_Source extract_.

Steven Nelson, US News & World Report

A group of medical marijuana patients prevailed Tuesday in their fight against most - but not all - felony charges brought by federal prosecutors in Washington state.

A jury found three members of the so-called "Kettle Falls Five" guilty of one federal crime: growing between 50 and 100 plants, which they admittedly did in a collective garden that roughly complied with state medical marijuana law.

But the defendants were acquitted of felony charges for alleged distribution, conspiracy, cultivation of more than 100 plants and use of firearms in furtherance of a drug trafficking crime.

The long-running case attracted national attention and pitted a plucky family of four – plus a family friend – against a zealously anti-marijuana U.S. attorney's office in a state that allows recreational use of the drug.

One original defendant, family patriarch Larry Harvey, was excused from the case prior to trial because he has terminal cancer. Harvey traveled to the nation’s capital last year to campaign for a budget amendment Congress passed to protect state medical pot laws from federal interference.

Infuriated activists say prosecutors in the case failed to heed the Department of Justice’s 2009 guidance against prosecuting patients in medical marijuana states and ignored the wishes of Congress.

Americans overwhelmingly support medical marijuana, according to polls, but at trial the patients were not allowed to say they grew the drug for state-permitted medical use.

Possession of marijuana for any reason outside limited research is a federal crime, regardless of state laws allowing medical or recreational use. Prosecutors and judges presiding over the case decided informing the jury about state law would be confusing and irrelevant.

_Supplied information_.
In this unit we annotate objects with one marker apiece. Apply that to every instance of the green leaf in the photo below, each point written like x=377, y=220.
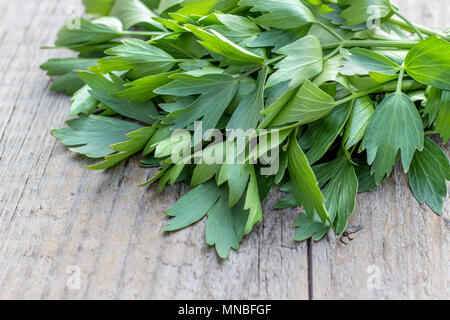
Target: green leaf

_Problems and tasks_.
**A)** In the Kettle Falls Five article, why was Larry Harvey excused from the case before trial?
**B)** Rewrite the paragraph of the Kettle Falls Five article that begins "But the defendants were acquitted" as a bulleted list of the charges.

_Task-by-task answers_.
**A)** He has terminal cancer.

**B)**
The defendants were acquitted of these felony charges:
- alleged distribution
- conspiracy
- cultivation of more than 100 plants
- use of firearms in furtherance of a drug trafficking crime